Everything from the line containing "TARGET: hiker" through the last line of the records must be returned verbatim, and nothing outside that range.

______

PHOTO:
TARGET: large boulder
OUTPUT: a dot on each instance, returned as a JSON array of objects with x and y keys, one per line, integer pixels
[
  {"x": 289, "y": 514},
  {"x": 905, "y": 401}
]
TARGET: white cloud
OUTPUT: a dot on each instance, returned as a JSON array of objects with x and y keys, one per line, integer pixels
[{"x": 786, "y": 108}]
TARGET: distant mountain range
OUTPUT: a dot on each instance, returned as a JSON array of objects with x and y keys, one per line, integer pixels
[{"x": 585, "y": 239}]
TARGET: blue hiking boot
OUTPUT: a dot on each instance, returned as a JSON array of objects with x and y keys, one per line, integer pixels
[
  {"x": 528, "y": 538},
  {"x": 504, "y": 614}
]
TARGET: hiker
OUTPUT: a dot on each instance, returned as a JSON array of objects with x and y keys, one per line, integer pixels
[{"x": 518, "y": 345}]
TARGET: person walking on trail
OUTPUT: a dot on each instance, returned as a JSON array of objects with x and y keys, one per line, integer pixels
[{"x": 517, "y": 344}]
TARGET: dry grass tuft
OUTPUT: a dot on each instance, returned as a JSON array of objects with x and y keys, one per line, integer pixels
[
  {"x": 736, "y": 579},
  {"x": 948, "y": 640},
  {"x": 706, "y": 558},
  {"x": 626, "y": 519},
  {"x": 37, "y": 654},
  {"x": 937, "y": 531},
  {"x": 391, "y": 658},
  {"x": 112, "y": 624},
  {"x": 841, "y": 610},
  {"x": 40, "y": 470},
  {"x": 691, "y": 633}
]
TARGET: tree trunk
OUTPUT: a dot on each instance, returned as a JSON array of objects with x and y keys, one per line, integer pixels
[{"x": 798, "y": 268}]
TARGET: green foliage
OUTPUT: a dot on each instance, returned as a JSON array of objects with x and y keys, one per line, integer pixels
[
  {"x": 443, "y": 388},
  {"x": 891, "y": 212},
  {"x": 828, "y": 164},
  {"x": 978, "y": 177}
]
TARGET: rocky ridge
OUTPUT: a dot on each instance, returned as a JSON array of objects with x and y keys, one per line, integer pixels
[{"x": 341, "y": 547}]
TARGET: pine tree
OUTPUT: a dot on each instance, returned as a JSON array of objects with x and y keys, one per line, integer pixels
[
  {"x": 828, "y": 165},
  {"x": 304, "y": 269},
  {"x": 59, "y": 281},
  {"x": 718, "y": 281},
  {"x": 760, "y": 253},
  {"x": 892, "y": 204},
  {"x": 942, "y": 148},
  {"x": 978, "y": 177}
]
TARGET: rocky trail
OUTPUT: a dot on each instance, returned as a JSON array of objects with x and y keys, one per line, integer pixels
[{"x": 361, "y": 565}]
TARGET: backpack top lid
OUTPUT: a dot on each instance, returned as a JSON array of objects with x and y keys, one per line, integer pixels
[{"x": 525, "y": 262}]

______

FINISHED ANSWER
TARGET: hiker
OUTPUT: a dot on each instance, returned as a JSON array of objects with x and y keys, one per line, integer pixels
[{"x": 518, "y": 345}]
TARGET: person walking on trail
OUTPUT: a dot on each instance, returned as a JSON array of objects with x and y keys, one per line, integer pixels
[{"x": 517, "y": 344}]
TARGET: dry grass tuft
OUTPUT: a dot on each instance, returned as a JSON array of objects with x and y keys, one per line, integer pixels
[
  {"x": 736, "y": 579},
  {"x": 948, "y": 640},
  {"x": 706, "y": 558},
  {"x": 626, "y": 519},
  {"x": 37, "y": 654},
  {"x": 937, "y": 531},
  {"x": 391, "y": 658},
  {"x": 112, "y": 624},
  {"x": 841, "y": 610},
  {"x": 40, "y": 470},
  {"x": 691, "y": 633}
]
TARGET: tree trunk
OUTPUT: a dot on each instance, returned as a JSON array of objects with x and y keys, one per line, integer pixels
[{"x": 798, "y": 268}]
TARGET: green foliage
OUTPUT: a dot on each instance, returned as a JSON array of objects with x and y keys, one per line, integer pixels
[
  {"x": 443, "y": 388},
  {"x": 891, "y": 212},
  {"x": 828, "y": 164},
  {"x": 978, "y": 177}
]
TARGET: rocky ridge
OUTPUT: a dot on each instance, returned as a JSON array of objects with x and y keys, one per line, integer pixels
[{"x": 341, "y": 547}]
TARGET: pine tree
OUTPUT: a dot on each instance, returned as a JSON array of objects with x and y keys, one per line, integer pixels
[
  {"x": 828, "y": 165},
  {"x": 304, "y": 269},
  {"x": 59, "y": 281},
  {"x": 718, "y": 281},
  {"x": 760, "y": 253},
  {"x": 892, "y": 204},
  {"x": 942, "y": 148},
  {"x": 978, "y": 177}
]
TARGET: rocky trail
OUTPUT: a dot on each instance, returned as a JSON array of objects with x and y keys, one per line, integer pixels
[{"x": 361, "y": 565}]
TARGET: backpack top lid
OUTPUT: a dot on each instance, returned as a JSON array of objects with x and y keys, one per line, integer pixels
[{"x": 525, "y": 262}]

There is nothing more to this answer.